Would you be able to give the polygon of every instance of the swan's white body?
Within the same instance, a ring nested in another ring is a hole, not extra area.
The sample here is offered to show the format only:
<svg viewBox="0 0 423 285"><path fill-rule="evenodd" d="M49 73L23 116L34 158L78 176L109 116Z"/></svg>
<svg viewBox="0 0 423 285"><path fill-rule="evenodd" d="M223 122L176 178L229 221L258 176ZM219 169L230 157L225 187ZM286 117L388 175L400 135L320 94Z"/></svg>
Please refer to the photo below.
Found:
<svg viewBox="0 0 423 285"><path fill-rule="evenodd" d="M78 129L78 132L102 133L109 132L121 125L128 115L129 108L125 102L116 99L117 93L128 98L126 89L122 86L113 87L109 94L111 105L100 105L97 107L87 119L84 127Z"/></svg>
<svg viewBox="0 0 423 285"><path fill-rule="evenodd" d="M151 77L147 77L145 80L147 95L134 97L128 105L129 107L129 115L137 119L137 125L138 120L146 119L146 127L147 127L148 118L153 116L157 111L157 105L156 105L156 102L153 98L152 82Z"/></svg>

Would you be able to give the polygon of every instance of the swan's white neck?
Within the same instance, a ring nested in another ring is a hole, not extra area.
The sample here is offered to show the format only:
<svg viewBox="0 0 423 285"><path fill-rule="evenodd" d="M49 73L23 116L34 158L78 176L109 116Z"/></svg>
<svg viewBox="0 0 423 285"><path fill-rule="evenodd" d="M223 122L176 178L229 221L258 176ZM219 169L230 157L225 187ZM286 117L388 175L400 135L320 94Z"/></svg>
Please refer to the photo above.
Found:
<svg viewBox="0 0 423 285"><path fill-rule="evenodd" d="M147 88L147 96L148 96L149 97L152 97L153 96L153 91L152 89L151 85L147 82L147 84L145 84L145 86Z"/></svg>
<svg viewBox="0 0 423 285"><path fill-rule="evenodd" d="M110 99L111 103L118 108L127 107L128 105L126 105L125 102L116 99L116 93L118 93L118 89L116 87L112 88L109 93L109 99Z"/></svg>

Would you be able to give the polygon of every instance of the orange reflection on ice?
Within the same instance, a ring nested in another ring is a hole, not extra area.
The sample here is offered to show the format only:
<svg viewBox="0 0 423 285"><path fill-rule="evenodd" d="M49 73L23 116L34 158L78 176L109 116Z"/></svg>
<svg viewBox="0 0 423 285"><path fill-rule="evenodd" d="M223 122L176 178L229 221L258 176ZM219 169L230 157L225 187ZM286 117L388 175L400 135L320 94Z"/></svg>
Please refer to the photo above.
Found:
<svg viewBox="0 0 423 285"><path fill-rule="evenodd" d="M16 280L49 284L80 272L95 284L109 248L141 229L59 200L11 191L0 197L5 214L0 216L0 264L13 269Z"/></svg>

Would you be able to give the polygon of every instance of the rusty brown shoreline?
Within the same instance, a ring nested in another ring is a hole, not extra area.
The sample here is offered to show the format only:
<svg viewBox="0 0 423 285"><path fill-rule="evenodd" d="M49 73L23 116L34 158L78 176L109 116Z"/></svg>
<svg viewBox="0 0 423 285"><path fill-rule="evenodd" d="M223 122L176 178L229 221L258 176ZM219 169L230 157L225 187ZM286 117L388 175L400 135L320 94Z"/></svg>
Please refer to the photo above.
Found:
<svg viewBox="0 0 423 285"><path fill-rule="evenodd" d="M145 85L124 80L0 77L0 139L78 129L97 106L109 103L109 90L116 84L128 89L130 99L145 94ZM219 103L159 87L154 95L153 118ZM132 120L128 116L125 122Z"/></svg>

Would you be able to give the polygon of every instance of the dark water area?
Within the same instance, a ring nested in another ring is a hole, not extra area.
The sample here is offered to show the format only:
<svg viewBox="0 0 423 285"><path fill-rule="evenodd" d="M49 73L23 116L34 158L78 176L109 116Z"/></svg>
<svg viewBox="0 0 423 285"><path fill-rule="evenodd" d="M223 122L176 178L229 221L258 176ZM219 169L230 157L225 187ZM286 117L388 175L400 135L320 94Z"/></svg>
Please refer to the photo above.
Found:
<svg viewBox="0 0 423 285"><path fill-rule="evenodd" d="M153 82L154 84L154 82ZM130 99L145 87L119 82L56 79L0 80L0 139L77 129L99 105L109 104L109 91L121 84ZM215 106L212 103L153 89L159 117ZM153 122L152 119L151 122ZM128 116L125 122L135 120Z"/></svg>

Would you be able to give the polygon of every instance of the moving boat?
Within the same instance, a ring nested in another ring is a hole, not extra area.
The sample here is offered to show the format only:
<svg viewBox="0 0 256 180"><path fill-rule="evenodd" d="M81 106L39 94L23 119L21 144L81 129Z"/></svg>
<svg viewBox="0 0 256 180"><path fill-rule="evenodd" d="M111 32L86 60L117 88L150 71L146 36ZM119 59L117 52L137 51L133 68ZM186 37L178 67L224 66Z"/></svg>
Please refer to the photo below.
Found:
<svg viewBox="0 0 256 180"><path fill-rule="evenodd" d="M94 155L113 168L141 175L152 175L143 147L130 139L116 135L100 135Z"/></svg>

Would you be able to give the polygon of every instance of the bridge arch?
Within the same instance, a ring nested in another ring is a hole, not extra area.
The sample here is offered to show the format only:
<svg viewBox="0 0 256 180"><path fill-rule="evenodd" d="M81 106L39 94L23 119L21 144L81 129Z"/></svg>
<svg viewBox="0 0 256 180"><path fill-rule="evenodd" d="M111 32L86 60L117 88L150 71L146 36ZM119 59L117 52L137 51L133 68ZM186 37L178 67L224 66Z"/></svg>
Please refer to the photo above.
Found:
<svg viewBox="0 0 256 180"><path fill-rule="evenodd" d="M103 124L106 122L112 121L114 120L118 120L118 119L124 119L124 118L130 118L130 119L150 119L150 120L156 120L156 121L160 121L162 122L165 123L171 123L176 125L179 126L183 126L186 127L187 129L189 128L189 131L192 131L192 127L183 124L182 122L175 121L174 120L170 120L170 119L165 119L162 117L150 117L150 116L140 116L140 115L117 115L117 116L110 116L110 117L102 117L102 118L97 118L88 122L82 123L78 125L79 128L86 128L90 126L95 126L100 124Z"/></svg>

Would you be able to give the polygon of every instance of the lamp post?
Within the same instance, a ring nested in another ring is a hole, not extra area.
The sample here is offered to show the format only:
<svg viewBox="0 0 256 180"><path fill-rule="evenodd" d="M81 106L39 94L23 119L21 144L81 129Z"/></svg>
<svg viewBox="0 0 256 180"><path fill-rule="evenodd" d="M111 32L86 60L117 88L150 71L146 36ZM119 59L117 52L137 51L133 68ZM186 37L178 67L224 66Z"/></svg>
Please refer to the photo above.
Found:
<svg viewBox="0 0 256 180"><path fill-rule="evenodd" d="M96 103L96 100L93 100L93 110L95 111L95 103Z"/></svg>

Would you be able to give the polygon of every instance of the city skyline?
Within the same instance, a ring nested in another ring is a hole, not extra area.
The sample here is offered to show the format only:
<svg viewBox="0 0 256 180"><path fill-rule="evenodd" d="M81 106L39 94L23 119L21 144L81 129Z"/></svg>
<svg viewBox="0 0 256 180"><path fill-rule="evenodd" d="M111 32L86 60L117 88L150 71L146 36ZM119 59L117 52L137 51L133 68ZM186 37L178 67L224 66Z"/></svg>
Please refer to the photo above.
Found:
•••••
Copy all of the records above character for character, changing nothing and leaving nothing out.

Would you be able to give the polygon of every instance of the swan's white body?
Within the same instance, a ring nested in another ring is a hole, not extra area.
The sample here is offered to show the format only:
<svg viewBox="0 0 423 285"><path fill-rule="evenodd" d="M49 73L23 116L34 158L78 176L109 116Z"/></svg>
<svg viewBox="0 0 423 285"><path fill-rule="evenodd" d="M223 122L176 178L229 221L258 176ZM219 169L230 157L225 187ZM286 117L388 175L400 135L320 94Z"/></svg>
Please refer to the photo below.
Found:
<svg viewBox="0 0 423 285"><path fill-rule="evenodd" d="M78 129L78 132L102 133L109 132L121 125L128 115L129 108L125 102L116 99L117 93L128 98L126 89L122 86L113 87L109 94L111 105L100 105L97 107L87 119L84 127Z"/></svg>
<svg viewBox="0 0 423 285"><path fill-rule="evenodd" d="M151 77L147 77L145 80L147 95L134 97L128 105L129 107L129 115L137 119L137 125L138 120L146 119L146 127L147 127L148 118L153 116L157 111L157 105L156 105L156 102L153 98L152 82Z"/></svg>

Would you be able to give the polygon of every instance of the swan's white neck?
Within the same instance, a ring nested in another ring is a hole, not extra area.
The sample here is offered to show the format only:
<svg viewBox="0 0 423 285"><path fill-rule="evenodd" d="M49 73L23 116L34 158L78 176L109 116Z"/></svg>
<svg viewBox="0 0 423 285"><path fill-rule="evenodd" d="M223 122L176 178L229 221L258 176ZM219 169L230 157L225 187ZM286 117L388 175L400 135L320 94Z"/></svg>
Please refer to the photo above.
Found:
<svg viewBox="0 0 423 285"><path fill-rule="evenodd" d="M147 88L147 96L148 96L149 97L152 97L153 96L153 91L152 89L151 85L147 82L147 84L145 84L145 86Z"/></svg>
<svg viewBox="0 0 423 285"><path fill-rule="evenodd" d="M110 99L111 103L118 108L127 107L128 105L126 105L125 102L116 99L116 93L118 93L118 89L116 87L112 88L109 93L109 99Z"/></svg>

Would you be able to give the polygon of every instance of the orange reflection on ice?
Within the same instance, a ring nested in another ring is a hole, not extra area.
The sample here is offered to show the format only:
<svg viewBox="0 0 423 285"><path fill-rule="evenodd" d="M49 73L23 116L34 158L78 176L109 116Z"/></svg>
<svg viewBox="0 0 423 285"><path fill-rule="evenodd" d="M223 122L176 178L229 221L258 176ZM219 169L230 157L225 187ZM286 117L388 175L400 135L320 94Z"/></svg>
Please refer to the photo above.
Found:
<svg viewBox="0 0 423 285"><path fill-rule="evenodd" d="M16 280L49 284L80 272L95 284L109 248L141 229L59 200L11 191L0 197L5 214L0 216L0 264L13 269Z"/></svg>

Would you be able to give the polygon of every instance of the rusty brown shoreline?
Within the same instance, a ring nested in another ring is a hole, not extra area.
The sample here is offered to show the format only:
<svg viewBox="0 0 423 285"><path fill-rule="evenodd" d="M49 73L23 116L34 158L78 176L109 116Z"/></svg>
<svg viewBox="0 0 423 285"><path fill-rule="evenodd" d="M223 122L176 178L229 221L258 176ZM219 169L230 157L225 187ZM286 117L388 175L400 135L320 94Z"/></svg>
Please refer to the photo above.
Found:
<svg viewBox="0 0 423 285"><path fill-rule="evenodd" d="M145 85L124 80L0 77L0 139L78 129L97 106L109 103L109 90L116 84L128 89L130 99L145 94ZM219 103L159 87L154 95L153 118ZM132 120L128 116L125 122Z"/></svg>

Would you be able to give the polygon of every instance of the dark water area?
Within the same instance, a ring nested in another ring is a hole, not extra area.
The sample here is offered to show the format only:
<svg viewBox="0 0 423 285"><path fill-rule="evenodd" d="M49 73L23 116L34 158L78 176L109 116Z"/></svg>
<svg viewBox="0 0 423 285"><path fill-rule="evenodd" d="M223 122L176 178L229 221L258 176ZM219 169L230 157L225 187ZM286 117L388 175L400 135L320 94Z"/></svg>
Please refer to the photo above.
Found:
<svg viewBox="0 0 423 285"><path fill-rule="evenodd" d="M153 82L154 84L154 82ZM130 99L145 87L119 82L56 79L0 80L0 139L77 129L99 105L109 104L109 91L121 84ZM215 106L212 103L153 89L159 117ZM153 122L152 119L151 122ZM128 116L125 122L135 120Z"/></svg>

Would you be able to give the polygon of every instance of the moving boat?
Within the same instance, a ring nested in another ring is a hole, not extra area.
The sample here is offered to show the format only:
<svg viewBox="0 0 256 180"><path fill-rule="evenodd" d="M81 106L39 94L23 119L21 144L81 129Z"/></svg>
<svg viewBox="0 0 256 180"><path fill-rule="evenodd" d="M111 32L86 60L117 88L150 71L146 36ZM119 59L117 52L137 51L133 68ZM186 37L178 67L224 66Z"/></svg>
Please refer to the photo below.
Found:
<svg viewBox="0 0 256 180"><path fill-rule="evenodd" d="M94 155L113 168L141 175L152 175L143 147L130 139L116 135L100 135Z"/></svg>

Would you be able to give the polygon of every instance of the bridge arch?
Within the same instance, a ring nested in another ring is a hole, not extra area.
The sample here is offered to show the format only:
<svg viewBox="0 0 256 180"><path fill-rule="evenodd" d="M81 106L39 94L23 119L21 144L81 129Z"/></svg>
<svg viewBox="0 0 256 180"><path fill-rule="evenodd" d="M111 32L86 60L117 88L150 71L146 36ZM119 59L117 52L137 51L133 68ZM186 37L178 67L224 66Z"/></svg>
Please refer to the photo above.
Found:
<svg viewBox="0 0 256 180"><path fill-rule="evenodd" d="M103 124L106 122L112 121L114 120L118 120L118 119L124 119L124 118L130 118L130 119L150 119L150 120L156 120L156 121L160 121L162 122L165 123L171 123L176 125L179 126L183 126L186 127L187 129L189 128L189 131L192 131L192 127L183 124L182 122L175 121L174 120L170 120L170 119L165 119L162 117L150 117L150 116L140 116L140 115L117 115L117 116L110 116L110 117L102 117L102 118L97 118L88 122L82 123L78 125L79 128L86 128L90 126L95 126L100 124Z"/></svg>

Would you be able to give the polygon of every instance of the lamp post?
Within the same instance, a ring nested in another ring is a hole, not extra area.
The sample here is offered to show the format only:
<svg viewBox="0 0 256 180"><path fill-rule="evenodd" d="M81 106L39 94L23 119L21 144L81 129Z"/></svg>
<svg viewBox="0 0 256 180"><path fill-rule="evenodd" d="M111 32L86 60L117 88L150 71L146 36ZM119 59L117 52L137 51L133 68ZM186 37L178 67L224 66Z"/></svg>
Please refer to the photo above.
Found:
<svg viewBox="0 0 256 180"><path fill-rule="evenodd" d="M96 103L96 100L93 100L93 110L95 111L95 103Z"/></svg>

Would you be able to give the polygon of every instance of the city skyline?
Within the same instance, a ring nested in another ring is a hole, not extra area.
The sample here is offered to show the format only:
<svg viewBox="0 0 256 180"><path fill-rule="evenodd" d="M81 106L39 94L23 119L21 144L81 129Z"/></svg>
<svg viewBox="0 0 256 180"><path fill-rule="evenodd" d="M111 32L86 60L117 88L150 71L146 36ZM119 59L117 52L137 51L133 68ZM186 37L178 67L224 66Z"/></svg>
Please refer to the photo above.
Found:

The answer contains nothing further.